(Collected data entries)
• • • • •

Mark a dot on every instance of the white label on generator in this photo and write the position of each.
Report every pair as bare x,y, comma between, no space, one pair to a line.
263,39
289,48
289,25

• • • • •

## Problem statement:
The full set of records should be duplicated exactly.

## Response area:
Mark a dot on every instance of the white label on generator in this photo and write the position of each.
Report every pair as bare x,y, comma between, no space, one pair to a line.
263,39
289,48
289,25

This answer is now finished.